**Source text**
··········

There are basically three different types of bird box:

Rectangular or other shapes but which all have a round entrance hole near the top – this design is suitable for species including Blue tit, Great tit, House sparrow, Tree sparrow and Starling, with the nest box and its entrance replicating a natural hole in a tree or gap in a wall etc. The differences between nest boxes within this type is mainly the size of the entrance hole, with this typically being 28mm for species of tit, 32mm for House Sparrow, and 45mm for Starling. The actual size of the box is also larger for Starling compared to those for species of tit, plus there’s an option for a terrace nest box for House sparrows – which like to nest in small colonies – which is made up of three separate nesting chambers joined together.

Open-fronted boxes – these are designed for species such as Robin, Blackbird and Song thrush, which all like to nest in vegetation that is out of sight of predators. This type of box gives the bird a base and structure to build its own nest within and therefore provides it with added stability and safety.

Specialist nest boxes – these come in a variety of shapes and sizes, with all of them being aimed at a specific species of bird. For example, Swift nest boxes are relatively long and narrow with the entrance hole towards one end, with the shape and design replicating the type of location they’d choose within the eaves of an old property. Some specialist nest boxes are also fairly large, with an example being a Tawny owl box which replicates a cavity in a tree which this good-sized species would naturally select, but are often in very short supply.

What is the difference between a bird house and a nest box?

Bird houses, bird boxes and nest boxes are terms often used interchangeably, though in the UK we usually say bird box or nest box, with ‘bird house’ the norm in the USA.

Along with the main purpose of providing a nest site for breeding birds, nest boxes also provide a very important roosting habitat in the winter. This is because many species of garden songbird require dry, safe and relatively warm conditions to help them survive long winter nights, with a wooden or woodstone nest box being ideal.

Should you put a bird feeder near a nesting box?

It’s best to keep the two a good distance apart, because visiting birds are likely to disturb the nesting adult birds which will then instinctively defend the nest, and in so doing use up valuable energy and time. In addition, having the two close together may attract unwanted predators to the nest box such as Magpies.

Although we don’t sell them, there are products on the market which incorporate a nest box and feeder together – often in the form of a bird table. These should never be used as they are a recipe for disaster.

Where is the best place to put a bird house?

··········

**Dataset content**
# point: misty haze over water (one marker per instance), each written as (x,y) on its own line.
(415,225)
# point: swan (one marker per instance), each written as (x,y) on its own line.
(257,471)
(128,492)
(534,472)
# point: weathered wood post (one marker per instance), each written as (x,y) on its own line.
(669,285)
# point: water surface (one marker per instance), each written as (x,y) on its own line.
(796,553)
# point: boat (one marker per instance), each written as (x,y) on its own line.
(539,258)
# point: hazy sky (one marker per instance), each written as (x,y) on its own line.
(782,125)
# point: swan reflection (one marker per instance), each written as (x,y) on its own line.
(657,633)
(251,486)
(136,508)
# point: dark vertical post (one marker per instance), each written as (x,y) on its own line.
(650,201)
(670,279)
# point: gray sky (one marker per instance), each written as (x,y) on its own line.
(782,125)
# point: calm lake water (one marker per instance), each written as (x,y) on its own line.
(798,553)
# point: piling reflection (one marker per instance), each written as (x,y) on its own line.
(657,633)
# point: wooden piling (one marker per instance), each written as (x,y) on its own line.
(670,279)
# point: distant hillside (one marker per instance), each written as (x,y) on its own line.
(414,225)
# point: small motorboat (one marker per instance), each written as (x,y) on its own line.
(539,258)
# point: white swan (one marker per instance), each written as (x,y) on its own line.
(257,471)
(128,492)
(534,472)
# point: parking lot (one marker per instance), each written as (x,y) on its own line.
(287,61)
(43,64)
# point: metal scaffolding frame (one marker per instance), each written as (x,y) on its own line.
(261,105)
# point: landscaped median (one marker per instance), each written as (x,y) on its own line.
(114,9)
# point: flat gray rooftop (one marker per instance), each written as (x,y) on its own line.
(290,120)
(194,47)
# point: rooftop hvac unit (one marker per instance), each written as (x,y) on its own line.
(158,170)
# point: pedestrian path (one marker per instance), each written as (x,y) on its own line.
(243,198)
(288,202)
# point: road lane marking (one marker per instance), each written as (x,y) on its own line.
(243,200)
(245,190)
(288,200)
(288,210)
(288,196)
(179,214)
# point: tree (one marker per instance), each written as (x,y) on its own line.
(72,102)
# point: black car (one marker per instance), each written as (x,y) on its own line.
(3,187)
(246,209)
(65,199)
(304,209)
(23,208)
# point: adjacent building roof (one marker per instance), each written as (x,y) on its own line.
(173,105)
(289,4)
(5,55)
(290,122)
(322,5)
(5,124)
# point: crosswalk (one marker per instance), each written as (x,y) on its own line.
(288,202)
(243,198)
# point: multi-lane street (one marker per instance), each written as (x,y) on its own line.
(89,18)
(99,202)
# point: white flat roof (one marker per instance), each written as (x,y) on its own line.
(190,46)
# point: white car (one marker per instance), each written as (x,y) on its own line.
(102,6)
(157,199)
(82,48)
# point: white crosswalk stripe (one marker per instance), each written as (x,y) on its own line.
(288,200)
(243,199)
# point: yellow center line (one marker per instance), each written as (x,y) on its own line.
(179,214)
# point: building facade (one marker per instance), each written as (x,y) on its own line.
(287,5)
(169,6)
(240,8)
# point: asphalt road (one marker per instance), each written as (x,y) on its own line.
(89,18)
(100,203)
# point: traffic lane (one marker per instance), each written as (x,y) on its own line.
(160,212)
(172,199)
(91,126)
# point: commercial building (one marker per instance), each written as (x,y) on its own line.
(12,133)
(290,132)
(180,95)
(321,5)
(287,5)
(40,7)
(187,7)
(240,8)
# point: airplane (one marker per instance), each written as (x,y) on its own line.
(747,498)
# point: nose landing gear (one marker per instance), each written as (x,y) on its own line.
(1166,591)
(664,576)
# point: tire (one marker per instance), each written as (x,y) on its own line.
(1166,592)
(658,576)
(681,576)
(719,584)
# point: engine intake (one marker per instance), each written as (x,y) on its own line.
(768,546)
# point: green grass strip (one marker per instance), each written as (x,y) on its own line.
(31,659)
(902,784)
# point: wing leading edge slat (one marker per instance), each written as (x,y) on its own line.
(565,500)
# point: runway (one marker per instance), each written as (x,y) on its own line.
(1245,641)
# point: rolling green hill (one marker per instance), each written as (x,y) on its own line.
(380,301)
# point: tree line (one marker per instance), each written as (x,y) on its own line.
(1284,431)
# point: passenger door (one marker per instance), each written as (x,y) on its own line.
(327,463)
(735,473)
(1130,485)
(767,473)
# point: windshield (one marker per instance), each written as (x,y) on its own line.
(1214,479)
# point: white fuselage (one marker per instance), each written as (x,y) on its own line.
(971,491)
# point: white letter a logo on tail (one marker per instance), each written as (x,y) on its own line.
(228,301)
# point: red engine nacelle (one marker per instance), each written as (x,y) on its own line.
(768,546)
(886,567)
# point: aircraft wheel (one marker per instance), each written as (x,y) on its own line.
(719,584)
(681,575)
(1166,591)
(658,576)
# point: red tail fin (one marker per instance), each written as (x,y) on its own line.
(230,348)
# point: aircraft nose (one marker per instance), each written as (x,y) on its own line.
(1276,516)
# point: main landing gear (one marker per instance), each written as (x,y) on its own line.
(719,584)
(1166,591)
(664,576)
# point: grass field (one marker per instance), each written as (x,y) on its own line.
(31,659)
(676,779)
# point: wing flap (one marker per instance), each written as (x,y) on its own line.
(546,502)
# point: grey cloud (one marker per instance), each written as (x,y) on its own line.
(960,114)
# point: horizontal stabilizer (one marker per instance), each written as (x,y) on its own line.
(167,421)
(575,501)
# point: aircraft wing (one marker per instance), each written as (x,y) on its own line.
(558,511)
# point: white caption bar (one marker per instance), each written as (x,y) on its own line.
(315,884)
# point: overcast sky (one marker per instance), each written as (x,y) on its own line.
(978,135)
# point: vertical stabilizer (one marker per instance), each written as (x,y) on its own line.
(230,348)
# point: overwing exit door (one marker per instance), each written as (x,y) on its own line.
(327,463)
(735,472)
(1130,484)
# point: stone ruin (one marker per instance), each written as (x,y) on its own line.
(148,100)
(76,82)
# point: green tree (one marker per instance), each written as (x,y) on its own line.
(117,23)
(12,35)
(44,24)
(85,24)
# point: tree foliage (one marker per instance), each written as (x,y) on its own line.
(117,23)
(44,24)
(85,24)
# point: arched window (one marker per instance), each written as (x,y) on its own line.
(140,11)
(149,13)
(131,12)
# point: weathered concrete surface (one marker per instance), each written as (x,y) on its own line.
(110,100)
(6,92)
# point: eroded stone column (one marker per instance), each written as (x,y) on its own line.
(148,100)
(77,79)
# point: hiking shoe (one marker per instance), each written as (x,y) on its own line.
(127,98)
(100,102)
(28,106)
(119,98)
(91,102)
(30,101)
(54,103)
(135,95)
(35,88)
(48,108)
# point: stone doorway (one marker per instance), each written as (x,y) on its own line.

··········

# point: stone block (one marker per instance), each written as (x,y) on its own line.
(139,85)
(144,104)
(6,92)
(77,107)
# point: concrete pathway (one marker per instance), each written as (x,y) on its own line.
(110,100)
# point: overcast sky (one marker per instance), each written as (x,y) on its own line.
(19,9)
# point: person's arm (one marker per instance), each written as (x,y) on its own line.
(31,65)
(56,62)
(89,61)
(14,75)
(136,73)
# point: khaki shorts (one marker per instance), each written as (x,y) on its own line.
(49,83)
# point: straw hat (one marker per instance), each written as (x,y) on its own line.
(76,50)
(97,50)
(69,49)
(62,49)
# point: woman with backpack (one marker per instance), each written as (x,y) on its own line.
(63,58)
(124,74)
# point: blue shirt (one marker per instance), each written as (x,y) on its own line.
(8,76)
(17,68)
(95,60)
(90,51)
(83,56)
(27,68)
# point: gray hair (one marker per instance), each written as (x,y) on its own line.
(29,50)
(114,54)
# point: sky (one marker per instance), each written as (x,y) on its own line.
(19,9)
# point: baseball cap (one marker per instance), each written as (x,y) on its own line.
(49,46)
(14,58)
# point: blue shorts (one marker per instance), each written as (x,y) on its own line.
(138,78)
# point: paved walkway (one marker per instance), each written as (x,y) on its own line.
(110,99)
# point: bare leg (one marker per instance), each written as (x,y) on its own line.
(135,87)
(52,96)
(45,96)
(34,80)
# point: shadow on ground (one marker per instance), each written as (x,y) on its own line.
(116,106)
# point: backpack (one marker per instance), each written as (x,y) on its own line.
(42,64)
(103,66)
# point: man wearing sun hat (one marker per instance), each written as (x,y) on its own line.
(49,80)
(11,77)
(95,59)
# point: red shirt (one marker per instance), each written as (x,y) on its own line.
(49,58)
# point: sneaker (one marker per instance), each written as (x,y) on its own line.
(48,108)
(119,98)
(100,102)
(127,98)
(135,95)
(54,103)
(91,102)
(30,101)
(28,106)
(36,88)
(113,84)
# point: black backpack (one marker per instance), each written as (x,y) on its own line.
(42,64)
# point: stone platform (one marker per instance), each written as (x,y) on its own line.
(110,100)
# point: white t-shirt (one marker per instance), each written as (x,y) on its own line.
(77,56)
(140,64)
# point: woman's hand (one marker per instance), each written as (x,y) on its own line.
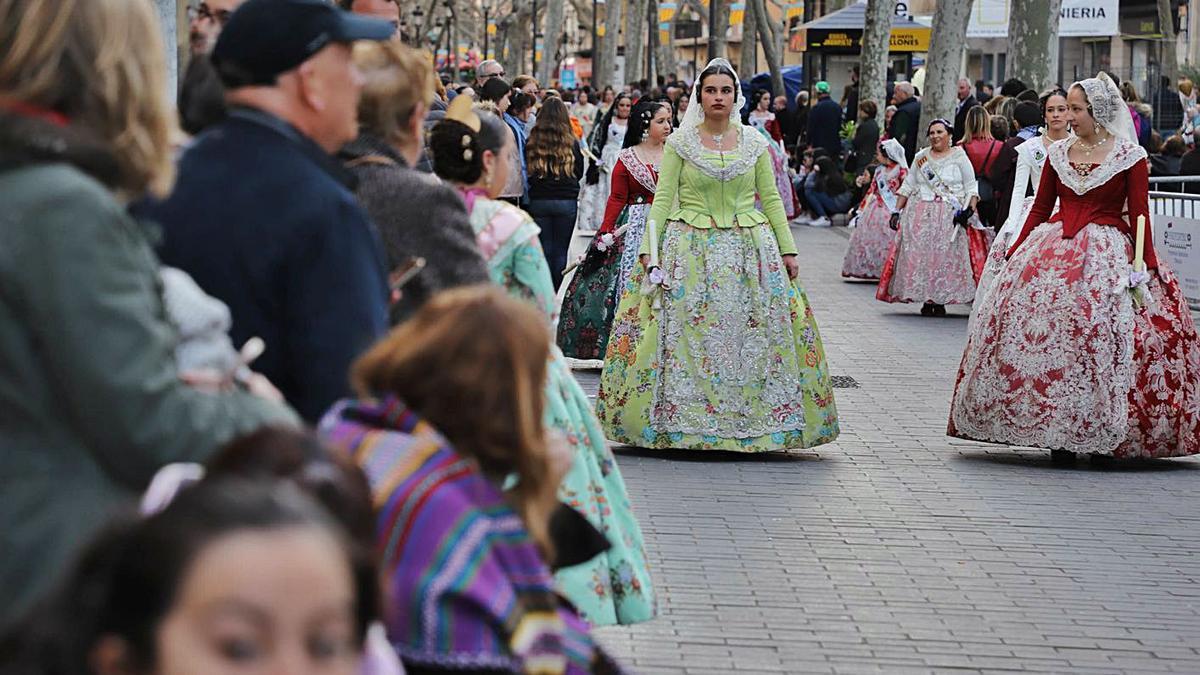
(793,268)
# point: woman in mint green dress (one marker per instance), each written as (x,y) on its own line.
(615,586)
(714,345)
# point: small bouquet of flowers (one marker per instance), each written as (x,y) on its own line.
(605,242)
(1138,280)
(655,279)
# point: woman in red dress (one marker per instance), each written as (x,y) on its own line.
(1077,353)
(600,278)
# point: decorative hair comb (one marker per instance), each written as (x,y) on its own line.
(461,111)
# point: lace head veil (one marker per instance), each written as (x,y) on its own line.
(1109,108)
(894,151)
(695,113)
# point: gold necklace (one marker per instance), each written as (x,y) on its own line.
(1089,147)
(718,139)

··········

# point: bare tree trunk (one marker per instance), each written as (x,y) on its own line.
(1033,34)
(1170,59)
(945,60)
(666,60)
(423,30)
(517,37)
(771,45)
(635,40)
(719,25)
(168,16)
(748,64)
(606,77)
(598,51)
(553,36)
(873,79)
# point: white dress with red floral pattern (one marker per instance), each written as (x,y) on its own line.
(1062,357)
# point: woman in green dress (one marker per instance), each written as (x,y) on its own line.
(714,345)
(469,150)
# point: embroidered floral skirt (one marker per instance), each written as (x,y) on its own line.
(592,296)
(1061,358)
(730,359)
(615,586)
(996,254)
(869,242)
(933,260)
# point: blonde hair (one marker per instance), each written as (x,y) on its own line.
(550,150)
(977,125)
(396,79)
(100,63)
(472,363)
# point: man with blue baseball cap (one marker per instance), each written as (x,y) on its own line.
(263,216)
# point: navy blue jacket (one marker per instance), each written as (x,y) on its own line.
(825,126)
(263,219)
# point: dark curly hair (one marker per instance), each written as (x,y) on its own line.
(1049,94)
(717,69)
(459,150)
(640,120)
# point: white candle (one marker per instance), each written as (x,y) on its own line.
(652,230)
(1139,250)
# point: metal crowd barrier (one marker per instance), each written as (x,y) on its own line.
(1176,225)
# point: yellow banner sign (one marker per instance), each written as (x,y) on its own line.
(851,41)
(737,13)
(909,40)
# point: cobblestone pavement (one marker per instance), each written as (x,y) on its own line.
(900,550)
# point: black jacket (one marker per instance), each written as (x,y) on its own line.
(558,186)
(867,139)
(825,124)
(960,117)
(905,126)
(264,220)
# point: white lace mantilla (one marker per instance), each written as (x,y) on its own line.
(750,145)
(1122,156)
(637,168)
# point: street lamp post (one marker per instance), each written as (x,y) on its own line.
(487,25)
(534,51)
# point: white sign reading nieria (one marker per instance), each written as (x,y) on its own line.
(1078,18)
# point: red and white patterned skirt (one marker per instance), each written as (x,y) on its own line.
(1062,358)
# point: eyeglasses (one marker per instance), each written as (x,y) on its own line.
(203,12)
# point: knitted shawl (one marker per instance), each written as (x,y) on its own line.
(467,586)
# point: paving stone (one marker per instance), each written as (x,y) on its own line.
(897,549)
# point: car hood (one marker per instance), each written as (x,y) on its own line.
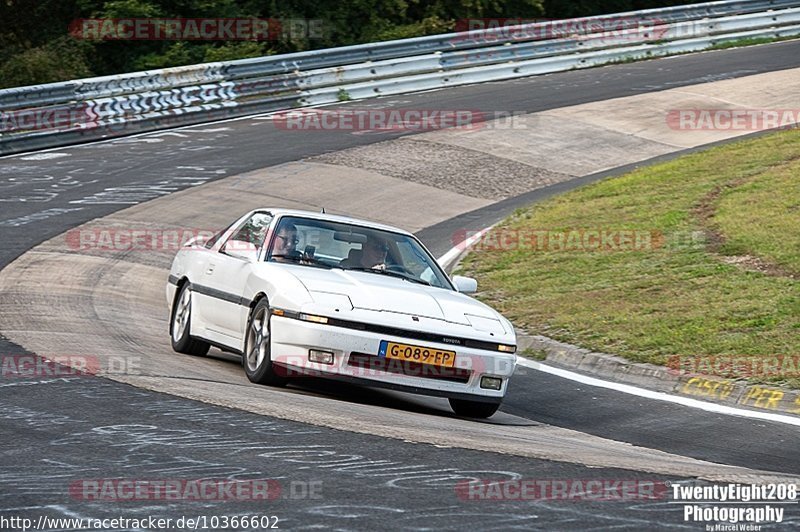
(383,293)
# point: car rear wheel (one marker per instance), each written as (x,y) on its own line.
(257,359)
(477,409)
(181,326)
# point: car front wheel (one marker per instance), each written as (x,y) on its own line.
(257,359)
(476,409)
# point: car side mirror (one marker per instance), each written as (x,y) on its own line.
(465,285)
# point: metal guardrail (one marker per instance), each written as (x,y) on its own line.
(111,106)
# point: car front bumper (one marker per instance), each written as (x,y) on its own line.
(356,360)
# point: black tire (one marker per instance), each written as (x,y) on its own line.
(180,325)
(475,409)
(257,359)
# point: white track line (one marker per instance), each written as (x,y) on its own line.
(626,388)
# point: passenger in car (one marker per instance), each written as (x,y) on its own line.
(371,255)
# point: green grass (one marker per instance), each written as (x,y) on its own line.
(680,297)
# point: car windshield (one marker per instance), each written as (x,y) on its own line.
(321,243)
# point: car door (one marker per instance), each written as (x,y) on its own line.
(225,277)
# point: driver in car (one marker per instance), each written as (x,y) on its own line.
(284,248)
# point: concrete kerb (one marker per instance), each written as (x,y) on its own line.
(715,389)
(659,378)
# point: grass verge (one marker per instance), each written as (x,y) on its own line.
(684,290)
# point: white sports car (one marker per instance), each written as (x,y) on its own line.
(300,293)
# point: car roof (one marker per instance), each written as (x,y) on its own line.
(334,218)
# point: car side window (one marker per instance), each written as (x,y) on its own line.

··········

**Exercise set**
**a.** Check each statement against the nest box text: (i) the entrance hole on a House Sparrow box is typically 32mm; (ii) open-fronted boxes are designed for Starlings; (iii) in the UK, "bird house" is the usual term. For each, answer yes or no and quote the words from the text that decide it.
**b.** Pick up the nest box text after its final question and keep writing from there.
The data shown here comes from a different source than the nest box text.

**Responses in order**
**a.**
(i) Yes: "32mm for House Sparrow"
(ii) No: "these are designed for species such as Robin, Blackbird and Song thrush"
(iii) No: "in the UK we usually say bird box or nest box, with ‘bird house’ the norm in the USA"

**b.**
There is no single rule because it very much depends on the type of box and the species of bird it’s intended for. However, in general, any nest box should be positioned in a direction where it does not get direct midday sunlight, as this could result in the box becoming too hot and therefore risks the lives of the young birds inside it. So never a south facing aspect unless there is significant shade above and around the box, with east facing being ideal.

As a broad guide for the three different types of nest box:

Nest boxes for species of tit and sparrow which have an entrance hole at the top – these can be positioned in a tree, on a fence or a house wall, though note the important point above about avoiding direct sunlight. The height of the box is not especially critical, though it should always be at least 2 metres from the ground and ideally around 3 metres. Avoid areas where there’s likely to be a lot of human activity such as close to an entrance door to a house, as disturbance will discourage adoption of the box or lead to abandonment after it’s been taken.

Open-fronted nest boxes for species such as Robin and Blackbird – these should always be positioned with vegetation, with an ideal location being behind a climbing plant against a wall or fence. Height is not especially critical in the positioning, but at least 1.5 metres above the ground is recommended.

Specialist nest boxes – this entirely depends on the intended species. Examples being:

-Swift nest box which should be located under the eaves of a house or other building, ideally north east or north west facing, and with a clear flight path in – so avoid a position which has a tree close to it.

-Tawny owl box which needs to be high on the trunk of a tree and ideally at least 5 metres from the ground. Because of its large entrance hole, it’s also important that it’s positioned away from prevailing westerly winds as this would allow rain to come into the box.

Where is the best place to put a Robin nest box?

As these are open-fronted – with one of our products made of fine brushwood rather than wood – then they need to be located within vegetation so they are largely out of sight. Choose a dense shrub or climbing plant against a wall or fence.

What different bird box designs does Vine House Farm stock?

At Vine House Farm, we stock a range of bird boxes for gardens. These include:

- Wooden nest boxes

-Woodstone nest boxes (also called Woodcrete)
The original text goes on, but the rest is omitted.